● TASK PROMPT:
Print out the data that follows exactly, character for character, apart from the pictures.

● MATERIAL FOR THE TASK:

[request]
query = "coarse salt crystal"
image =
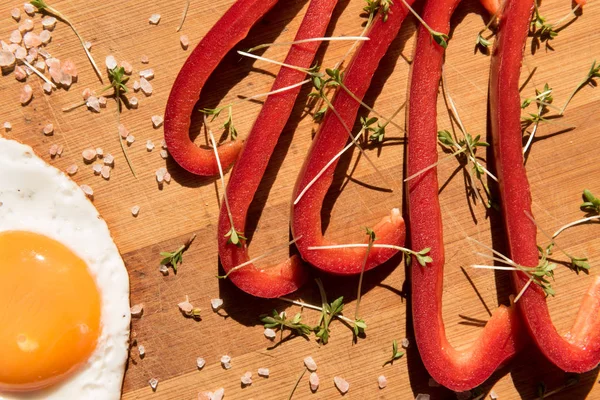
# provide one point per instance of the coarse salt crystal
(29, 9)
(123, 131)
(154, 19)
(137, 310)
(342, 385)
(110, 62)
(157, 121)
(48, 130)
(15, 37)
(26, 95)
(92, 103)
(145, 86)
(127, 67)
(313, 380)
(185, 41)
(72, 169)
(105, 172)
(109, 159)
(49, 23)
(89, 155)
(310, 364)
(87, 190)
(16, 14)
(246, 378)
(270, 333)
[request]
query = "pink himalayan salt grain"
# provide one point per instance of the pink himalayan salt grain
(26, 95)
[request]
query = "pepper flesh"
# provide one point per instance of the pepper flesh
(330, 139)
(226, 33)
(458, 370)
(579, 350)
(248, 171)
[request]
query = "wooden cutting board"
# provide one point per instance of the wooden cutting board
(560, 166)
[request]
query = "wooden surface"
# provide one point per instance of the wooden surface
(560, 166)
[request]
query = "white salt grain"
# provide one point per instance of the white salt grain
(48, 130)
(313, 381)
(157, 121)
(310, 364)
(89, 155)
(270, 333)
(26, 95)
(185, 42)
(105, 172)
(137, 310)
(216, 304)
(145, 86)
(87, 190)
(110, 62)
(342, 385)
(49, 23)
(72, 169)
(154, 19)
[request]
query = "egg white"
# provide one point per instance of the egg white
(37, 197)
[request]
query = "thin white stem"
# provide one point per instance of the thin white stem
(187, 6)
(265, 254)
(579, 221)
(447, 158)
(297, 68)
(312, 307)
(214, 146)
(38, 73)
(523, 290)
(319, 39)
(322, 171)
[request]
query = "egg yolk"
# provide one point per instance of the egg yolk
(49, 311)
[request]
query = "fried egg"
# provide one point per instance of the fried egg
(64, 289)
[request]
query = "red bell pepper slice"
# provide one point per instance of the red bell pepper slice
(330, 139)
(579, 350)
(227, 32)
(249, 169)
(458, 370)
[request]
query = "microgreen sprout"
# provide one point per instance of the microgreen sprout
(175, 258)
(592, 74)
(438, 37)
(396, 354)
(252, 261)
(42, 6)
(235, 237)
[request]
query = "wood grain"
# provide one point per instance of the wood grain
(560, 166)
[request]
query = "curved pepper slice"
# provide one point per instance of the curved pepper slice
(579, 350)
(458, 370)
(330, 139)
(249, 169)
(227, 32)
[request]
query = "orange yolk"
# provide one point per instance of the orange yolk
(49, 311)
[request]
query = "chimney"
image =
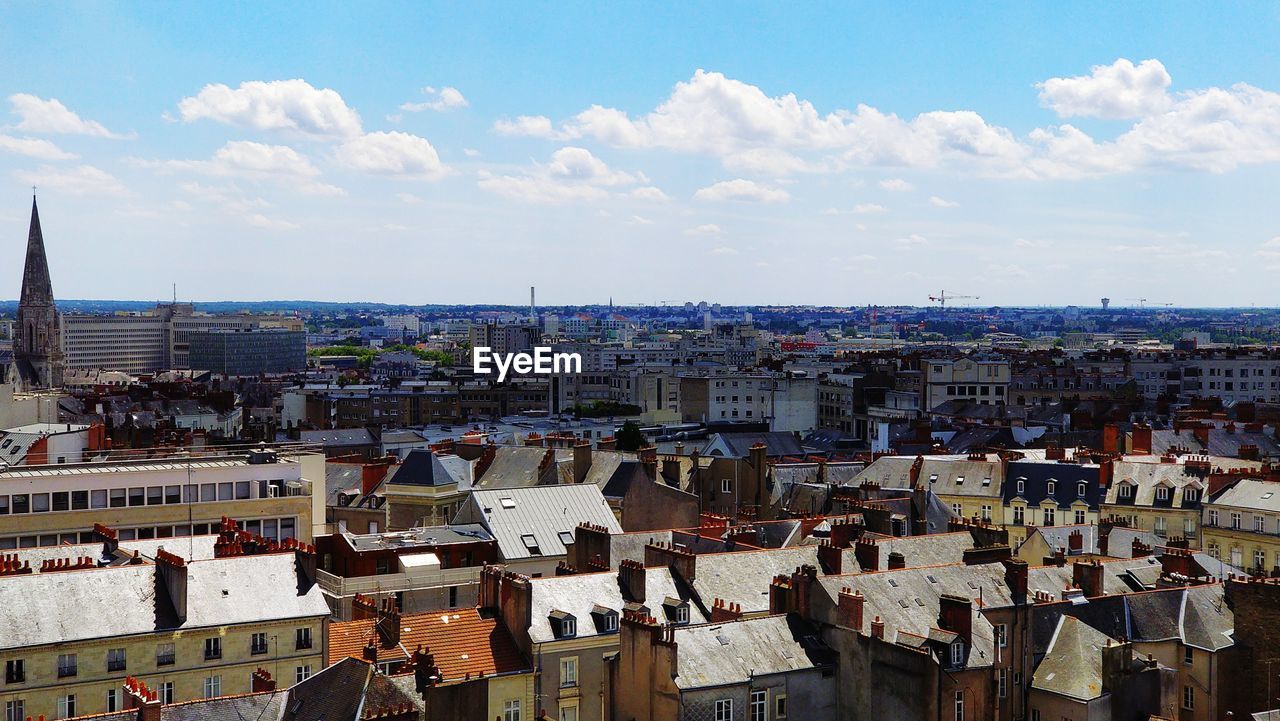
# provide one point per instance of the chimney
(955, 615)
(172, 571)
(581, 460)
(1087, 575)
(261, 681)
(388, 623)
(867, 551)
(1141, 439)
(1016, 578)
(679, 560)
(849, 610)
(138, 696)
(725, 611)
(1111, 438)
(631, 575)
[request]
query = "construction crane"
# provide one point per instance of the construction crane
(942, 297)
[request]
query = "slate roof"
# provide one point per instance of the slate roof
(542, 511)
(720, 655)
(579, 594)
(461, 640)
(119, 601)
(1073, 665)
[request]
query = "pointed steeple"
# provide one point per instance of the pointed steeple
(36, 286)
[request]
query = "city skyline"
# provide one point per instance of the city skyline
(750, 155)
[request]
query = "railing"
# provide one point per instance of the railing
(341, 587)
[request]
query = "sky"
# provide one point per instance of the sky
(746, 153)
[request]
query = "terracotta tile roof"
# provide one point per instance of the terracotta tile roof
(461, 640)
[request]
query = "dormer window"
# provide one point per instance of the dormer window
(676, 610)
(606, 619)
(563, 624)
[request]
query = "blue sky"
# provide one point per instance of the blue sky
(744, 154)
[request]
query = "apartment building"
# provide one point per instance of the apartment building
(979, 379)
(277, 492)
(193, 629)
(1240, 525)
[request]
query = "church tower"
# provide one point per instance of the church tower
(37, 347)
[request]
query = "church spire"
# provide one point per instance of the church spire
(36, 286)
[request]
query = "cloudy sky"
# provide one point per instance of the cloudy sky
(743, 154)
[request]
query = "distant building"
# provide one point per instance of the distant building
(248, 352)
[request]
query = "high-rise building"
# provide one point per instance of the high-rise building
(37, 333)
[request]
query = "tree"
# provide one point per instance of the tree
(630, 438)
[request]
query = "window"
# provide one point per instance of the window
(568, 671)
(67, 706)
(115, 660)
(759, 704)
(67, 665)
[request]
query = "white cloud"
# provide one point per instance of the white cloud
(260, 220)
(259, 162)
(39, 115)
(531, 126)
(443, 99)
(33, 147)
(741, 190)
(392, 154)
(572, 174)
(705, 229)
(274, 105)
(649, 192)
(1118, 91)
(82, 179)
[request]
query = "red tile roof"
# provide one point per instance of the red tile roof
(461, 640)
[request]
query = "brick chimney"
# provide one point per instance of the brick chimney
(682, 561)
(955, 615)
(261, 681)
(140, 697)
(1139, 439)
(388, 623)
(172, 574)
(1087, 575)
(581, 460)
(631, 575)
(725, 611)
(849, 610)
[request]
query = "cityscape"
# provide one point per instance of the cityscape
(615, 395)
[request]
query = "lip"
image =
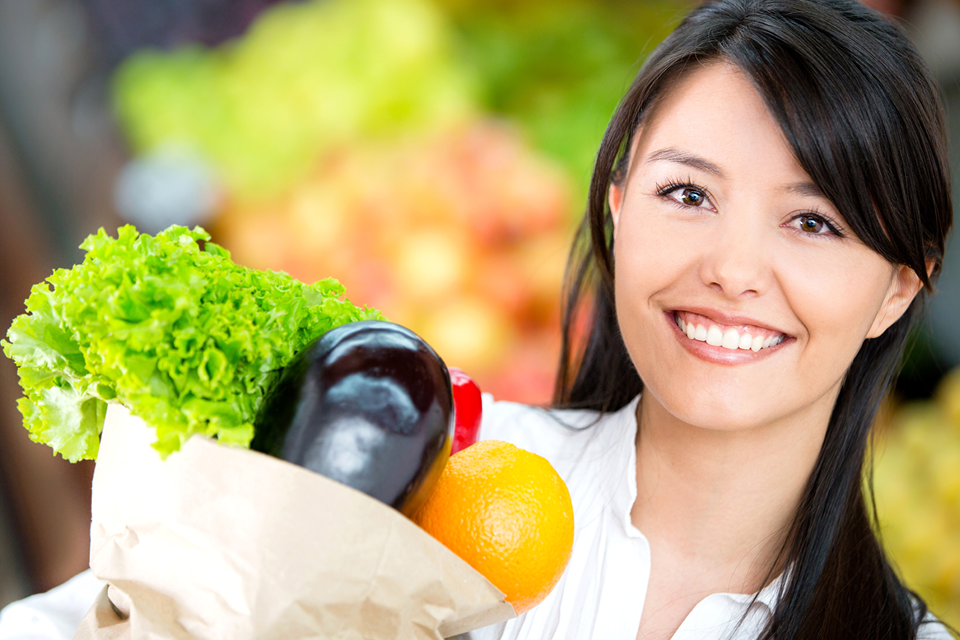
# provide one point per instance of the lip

● ANSWER TO THE EXERCISE:
[request]
query = "coarse salt crystal"
image =
# provide one point per instance of the coarse salt crystal
(29, 9)
(123, 131)
(154, 19)
(137, 310)
(342, 385)
(110, 62)
(157, 121)
(48, 130)
(15, 37)
(26, 95)
(92, 103)
(145, 86)
(127, 67)
(313, 380)
(185, 41)
(72, 169)
(105, 172)
(109, 159)
(49, 23)
(89, 155)
(310, 364)
(87, 190)
(16, 14)
(246, 378)
(270, 333)
[request]
query = "pink himalayan salt grain"
# provide one point per instance of the pink himalayan salt grain
(26, 95)
[request]
query = "pepper flesh"
# provide one point per instance of the pepper flesh
(330, 139)
(226, 33)
(458, 370)
(579, 350)
(248, 171)
[request]
query = "wooden cutting board"
# provide one point per instance of the wooden cutting board
(560, 166)
[request]
query = "wooden surface"
# provide one point per instance of the wooden surface
(560, 166)
[request]
query = "white salt grain"
# provide one point per instance of the white salt grain
(48, 130)
(313, 381)
(157, 121)
(310, 364)
(89, 155)
(270, 333)
(26, 95)
(185, 42)
(105, 172)
(137, 310)
(216, 304)
(145, 86)
(87, 190)
(110, 62)
(342, 385)
(49, 23)
(72, 169)
(154, 19)
[request]
query = "egg white"
# provide one point per instance of the egg white
(37, 197)
[request]
query = "thin white stem"
# provide one point per instance of the thin white stem
(187, 6)
(265, 254)
(579, 221)
(447, 158)
(297, 68)
(312, 307)
(214, 146)
(38, 73)
(523, 290)
(319, 39)
(322, 171)
[request]
query = "egg yolk"
# provide one point per instance of the egg yolk
(49, 311)
[request]
query = "fried egg"
# provide one point per instance of the fried egg
(64, 289)
[request]
query = "red bell pepper slice"
# provide one point per instance of the red bell pepper slice
(330, 139)
(579, 350)
(227, 32)
(249, 169)
(458, 370)
[request]
query = "microgreen sprout"
# provide one point per instance of the microgreen sprout
(175, 258)
(592, 74)
(438, 37)
(396, 354)
(252, 261)
(42, 6)
(235, 237)
[request]
query = "wood grain"
# provide one point per instance of the wood grain
(560, 166)
[request]
query = "curved pepper slice"
# provide one point per instance of the curved pepper slice
(579, 350)
(458, 370)
(330, 139)
(249, 169)
(227, 32)
[request]
query = "orange yolk"
# provide one point per instance of the orange yolk
(49, 311)
[request]
query = "chimney"
image =
# provide one point per instance of the chimney
(955, 615)
(172, 571)
(581, 460)
(1087, 575)
(261, 681)
(388, 623)
(867, 551)
(1141, 439)
(1016, 578)
(679, 560)
(849, 610)
(138, 696)
(725, 611)
(1111, 438)
(631, 575)
[request]
query = "construction crane"
# provide one point per instance of the construction crane
(942, 297)
[request]
query = "slate roof"
# provide one point per instance of the slate roof
(542, 511)
(720, 655)
(579, 594)
(461, 640)
(119, 601)
(1073, 665)
[request]
query = "pointed steeple"
# provide one point per instance of the pointed steeple
(36, 286)
[request]
query = "city skyline"
# provide one point per instance of the city skyline
(750, 155)
[request]
query = "railing"
# provide one point per instance of the railing
(341, 587)
[request]
query = "sky"
# provide one point per instance of the sky
(746, 153)
[request]
query = "terracotta tile roof"
# provide one point per instance of the terracotta tile roof
(461, 640)
[request]
query = "dormer window"
# provide one point per instance of the dormer window
(676, 610)
(606, 619)
(563, 624)
[request]
query = "blue sky"
# provide one point per instance of the blue sky
(744, 154)
[request]
query = "apartment building"
# provide one point per instance of the apartment building
(979, 379)
(277, 492)
(193, 629)
(1240, 525)
[request]
query = "church tower"
# provide one point per instance of the church tower
(37, 347)
[request]
query = "church spire"
# provide one point per instance of the church spire
(36, 286)
[request]
query = "cloudy sky"
# provide one point per instance of the cloudy sky
(743, 154)
[request]
query = "distant building"
# provide one point per instance of the distant building
(248, 352)
[request]
query = "high-rise building"
# provide one point per instance of the high-rise building
(37, 333)
[request]
query = "tree"
# provide one point per instance of the tree
(630, 438)
[request]
query = "window"
# provide one point per instance of the window
(568, 671)
(67, 706)
(115, 660)
(759, 704)
(67, 665)
[request]
query = "white cloud"
# provide one point per instance of the white cloud
(260, 220)
(259, 162)
(39, 115)
(531, 126)
(443, 99)
(33, 147)
(741, 190)
(392, 154)
(572, 174)
(705, 229)
(274, 105)
(649, 192)
(1118, 91)
(82, 179)
[request]
query = "red tile roof"
# provide one point per instance of the red tile roof
(461, 640)
[request]
query = "brick chimney"
# provide one point per instance of the brick chimney
(682, 561)
(955, 615)
(261, 681)
(140, 697)
(1139, 439)
(388, 623)
(172, 574)
(1087, 575)
(581, 460)
(631, 575)
(725, 611)
(849, 610)
[request]
query = "cityscape"
# provide one point per instance of the cityscape
(615, 395)
[request]
query = "lip"
image =
# provide one point per instance of the lip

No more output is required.